* Begin SUPPLIED RECORDS *

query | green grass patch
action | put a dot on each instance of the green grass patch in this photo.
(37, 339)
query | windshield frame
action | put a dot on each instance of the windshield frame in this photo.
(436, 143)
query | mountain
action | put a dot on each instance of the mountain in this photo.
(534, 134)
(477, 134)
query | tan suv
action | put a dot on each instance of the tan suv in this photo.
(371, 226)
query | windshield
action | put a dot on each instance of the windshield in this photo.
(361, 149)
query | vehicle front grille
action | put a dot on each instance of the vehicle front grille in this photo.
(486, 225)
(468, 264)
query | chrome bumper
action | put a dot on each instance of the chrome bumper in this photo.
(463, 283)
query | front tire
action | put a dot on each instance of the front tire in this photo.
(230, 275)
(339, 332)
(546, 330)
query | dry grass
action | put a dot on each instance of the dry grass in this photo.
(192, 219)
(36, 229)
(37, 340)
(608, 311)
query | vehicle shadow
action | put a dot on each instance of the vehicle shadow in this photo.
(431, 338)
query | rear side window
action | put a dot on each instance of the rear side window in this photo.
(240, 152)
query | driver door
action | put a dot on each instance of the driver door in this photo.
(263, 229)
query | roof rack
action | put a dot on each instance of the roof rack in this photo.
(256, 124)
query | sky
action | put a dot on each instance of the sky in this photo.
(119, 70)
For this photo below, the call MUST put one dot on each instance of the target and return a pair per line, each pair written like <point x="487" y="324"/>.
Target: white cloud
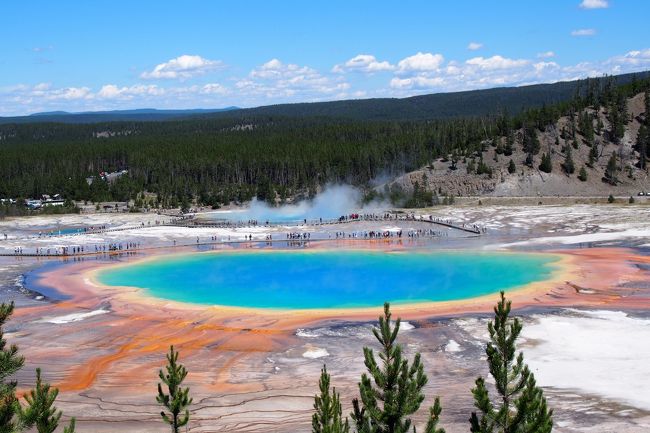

* End SUPPLIED RECORDS *

[EXERCISE OBJECTIVE] Please put every line of the entries above into a numbered list, skipping any blank lines and leaving out the pictures.

[SOLUTION]
1. query | green grass patch
2. action | put a dot on each instance of the green grass patch in this photo.
3. (37, 339)
4. query | windshield frame
5. action | put a dot on each instance of the windshield frame in this photo.
6. (436, 143)
7. query | mountain
8. action | put a dot on each instance of the mountain in this photo.
9. (534, 134)
10. (477, 134)
11. query | tan suv
12. action | put a dot on each instance of the tan suv in this photo.
13. (371, 226)
14. query | windshield
15. action | put a dot on each instance of the windshield in this photo.
16. (361, 149)
17. query | vehicle front grille
18. action | put a dot on each instance of the vehicle front grille in this photo.
19. (486, 225)
20. (468, 264)
21. query | chrome bumper
22. action | put a dot on each instance of the chrome bumper in this photo.
23. (463, 283)
24. query | front tire
25. action | put a dot on each instance of the front tire in this photo.
26. (230, 275)
27. (339, 332)
28. (546, 330)
29. query | dry grass
30. action | put a dot on each instance of the dry grass in this photo.
31. (192, 219)
32. (36, 229)
33. (37, 340)
34. (608, 311)
35. query | vehicle shadow
36. action | put a dot on each instance of the vehicle shadow in this photo.
37. (431, 338)
38. query | rear side window
39. action | put a dot on each instance of the rear side window in this photo.
40. (240, 152)
41. query | driver door
42. action | put a dot on each instance of the driver door in this photo.
43. (263, 229)
44. query | roof rack
45. action | put a dot on each instance of the roof rack in this photo.
46. (256, 124)
47. query | sky
48. action | put a dot on each instance of the sky in this photo.
49. (119, 70)
50. For this photo below, the call MUST put one dot on each instance of the target and return a pair per line, each pair written like <point x="487" y="324"/>.
51. Target: white cloud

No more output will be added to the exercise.